### THE TASK
Render these rows as a two-column CSV with the headers "prompt" and "points". Give one line per row, with its text under "prompt" and its answer under "points", each in one quoted field with line breaks turned into spaces.

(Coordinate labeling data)
━━━━
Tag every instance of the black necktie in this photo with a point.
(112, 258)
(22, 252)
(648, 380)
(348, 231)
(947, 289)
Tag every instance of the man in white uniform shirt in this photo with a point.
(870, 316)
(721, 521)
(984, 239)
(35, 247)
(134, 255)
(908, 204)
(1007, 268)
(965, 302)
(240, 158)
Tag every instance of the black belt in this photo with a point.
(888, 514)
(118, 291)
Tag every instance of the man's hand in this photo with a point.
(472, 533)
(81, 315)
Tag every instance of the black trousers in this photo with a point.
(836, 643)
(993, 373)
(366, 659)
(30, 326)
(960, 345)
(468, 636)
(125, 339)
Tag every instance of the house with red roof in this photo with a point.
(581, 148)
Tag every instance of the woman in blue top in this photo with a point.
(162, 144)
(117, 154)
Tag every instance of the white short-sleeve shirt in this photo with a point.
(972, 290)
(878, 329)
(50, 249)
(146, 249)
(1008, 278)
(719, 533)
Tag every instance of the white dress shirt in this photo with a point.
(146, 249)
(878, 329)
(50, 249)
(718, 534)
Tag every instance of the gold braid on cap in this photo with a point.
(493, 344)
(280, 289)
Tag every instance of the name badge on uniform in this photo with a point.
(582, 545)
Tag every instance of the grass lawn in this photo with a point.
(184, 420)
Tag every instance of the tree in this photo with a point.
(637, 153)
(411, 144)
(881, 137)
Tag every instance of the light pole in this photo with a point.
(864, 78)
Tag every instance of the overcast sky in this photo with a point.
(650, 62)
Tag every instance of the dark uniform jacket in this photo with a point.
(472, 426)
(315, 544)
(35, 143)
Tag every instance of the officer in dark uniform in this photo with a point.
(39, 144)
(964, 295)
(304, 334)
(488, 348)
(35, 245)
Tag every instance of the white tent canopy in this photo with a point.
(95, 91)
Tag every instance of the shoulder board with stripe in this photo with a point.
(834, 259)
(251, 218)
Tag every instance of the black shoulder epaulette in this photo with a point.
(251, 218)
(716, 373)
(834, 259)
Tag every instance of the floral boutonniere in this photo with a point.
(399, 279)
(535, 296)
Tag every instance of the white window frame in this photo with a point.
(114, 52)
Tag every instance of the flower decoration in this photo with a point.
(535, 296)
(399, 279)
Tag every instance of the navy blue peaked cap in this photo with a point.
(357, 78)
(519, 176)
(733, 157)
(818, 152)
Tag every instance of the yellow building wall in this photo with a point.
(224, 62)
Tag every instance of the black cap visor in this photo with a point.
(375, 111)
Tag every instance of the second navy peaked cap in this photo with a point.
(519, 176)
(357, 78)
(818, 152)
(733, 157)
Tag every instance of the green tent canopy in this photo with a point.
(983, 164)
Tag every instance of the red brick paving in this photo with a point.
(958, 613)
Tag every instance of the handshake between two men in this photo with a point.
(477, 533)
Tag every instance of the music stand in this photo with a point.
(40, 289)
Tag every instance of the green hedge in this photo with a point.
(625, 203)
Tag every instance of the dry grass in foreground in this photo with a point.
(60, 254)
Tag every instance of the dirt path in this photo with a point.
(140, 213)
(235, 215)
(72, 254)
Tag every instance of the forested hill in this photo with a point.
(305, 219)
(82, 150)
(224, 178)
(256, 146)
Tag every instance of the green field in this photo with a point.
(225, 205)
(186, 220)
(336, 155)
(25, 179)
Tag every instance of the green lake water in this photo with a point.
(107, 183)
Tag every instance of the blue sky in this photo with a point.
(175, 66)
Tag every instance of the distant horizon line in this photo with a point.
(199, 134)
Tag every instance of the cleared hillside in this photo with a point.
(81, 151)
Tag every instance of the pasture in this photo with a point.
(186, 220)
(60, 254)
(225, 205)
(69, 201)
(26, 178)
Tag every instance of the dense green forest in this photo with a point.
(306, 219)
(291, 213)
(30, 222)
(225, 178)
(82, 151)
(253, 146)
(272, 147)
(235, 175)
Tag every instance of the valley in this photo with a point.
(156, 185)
━━━━
### SOLUTION
prompt,points
"Tag every instance of the black necktie in this photo with a point.","(112, 258) (22, 252) (648, 380) (348, 231) (947, 289)"
"Tag every instance of the man in white uniform shirt in this photo with a point.","(870, 316) (721, 521) (984, 239) (35, 247) (134, 255) (908, 204) (1007, 268) (965, 302) (240, 158)"
"Tag every instance of the black belt in this photo with a point.","(888, 514) (118, 291)"
"Tag every instance of the man's hand in this photo with a point.","(472, 533) (81, 315)"
"Tag every instance of the black trousers in this photo with a point.","(836, 643) (993, 373) (366, 659) (30, 326) (960, 345) (468, 636) (125, 339)"
"Tag every instance of the house with red roof in this photo with a point.","(581, 148)"
"Tag every instance of the woman in blue top in this photo with a point.","(162, 144) (117, 154)"
"Tag every instance of the white short-sleeve shirt in this photo with a point.","(972, 290) (878, 329) (50, 249) (146, 249) (1008, 278) (719, 533)"
"Tag every instance of the white dress shirt in this photo with a point.","(146, 249) (878, 329) (50, 249) (718, 534)"
"Tag every instance of the gold braid on cap in this photo with a point.","(493, 344) (280, 289)"
"Tag every instance of the name badge on uniform in this photo with a point.","(582, 545)"
"Tag every instance of the grass lawn in this photo with a point.","(184, 420)"
"Tag every instance of the tree in this photo with a point.","(637, 153) (411, 144) (881, 137)"
"Tag every instance of the light pole in this photo with a point.","(864, 78)"
"Tag every instance of the overcast sky in this photo with a point.","(650, 62)"
"Tag every instance of the dark uniform jacket in this photo with a point.","(472, 426) (315, 544) (35, 143)"
"Tag every instance of the officer in dark uniform in this photo with a point.","(39, 144) (964, 295) (304, 334) (488, 348) (35, 245)"
"Tag every instance of the white tent canopy in this photo with a point.","(95, 91)"
"Tag every instance of the shoulder board with stripe in this photo with a point.","(834, 259) (251, 218)"
"Tag every instance of the black shoulder epaulette in this photo with a point.","(251, 218) (716, 373) (834, 259)"
"Tag every instance of the floral boutonniere in this photo with a point.","(399, 279) (535, 296)"
"Tag every instance of the white window frame in this photo with a point.","(114, 52)"
"Tag every instance of the flower decoration in this photo with a point.","(535, 296) (399, 279)"
"Tag every instance of the navy blue peaked cap in this photo with a point.","(357, 78) (519, 176) (733, 157) (818, 152)"
"Tag every instance of the yellow building wall in this photo with a point.","(224, 62)"
"Tag every instance of the black cap visor in this photo with a point.","(375, 111)"
"Tag every instance of the second navy peaked cap in this photo with a point.","(519, 176) (357, 78) (818, 152) (733, 157)"
"Tag every instance of the green tent canopy in this photo with a point.","(983, 164)"
"Tag every instance of the red brick paving in this photo with a point.","(958, 613)"
"Tag every instance of the handshake between two men in this photo with a point.","(477, 533)"
"Tag every instance of the music stand in this photo with a point.","(40, 289)"
"Tag every instance of the green hedge in this photo with a point.","(625, 203)"
"Tag every instance of the dry grass in foreground in this photo with a point.","(60, 254)"
"Tag every instance of the dirt path in this photo with a point.","(140, 213) (235, 215) (72, 254)"
"Tag every instance of the forested hill in this photo with a point.","(305, 219) (82, 150) (224, 178) (256, 146)"
"Tag every instance of the green field in this photo with a point.","(225, 205) (186, 220) (336, 155) (25, 179)"
"Tag every instance of the green lake water in this photo with a point.","(107, 183)"
"Tag every instance of the blue sky in this photo with a point.","(175, 66)"
"Tag every instance of the distant horizon line in this photo with a point.","(199, 134)"
"Tag every instance of the cleared hillside in this photo with a point.","(81, 151)"
"Tag every instance of the pasture in this photo with a point.","(186, 220) (60, 254) (225, 205) (69, 201) (26, 178)"
"Tag every instance of the dense green forest in this photo with a point.","(306, 219) (291, 213) (30, 222) (225, 178) (82, 151) (253, 146) (272, 147) (235, 175)"
"Tag every instance of the valley in this photo with a point.","(156, 185)"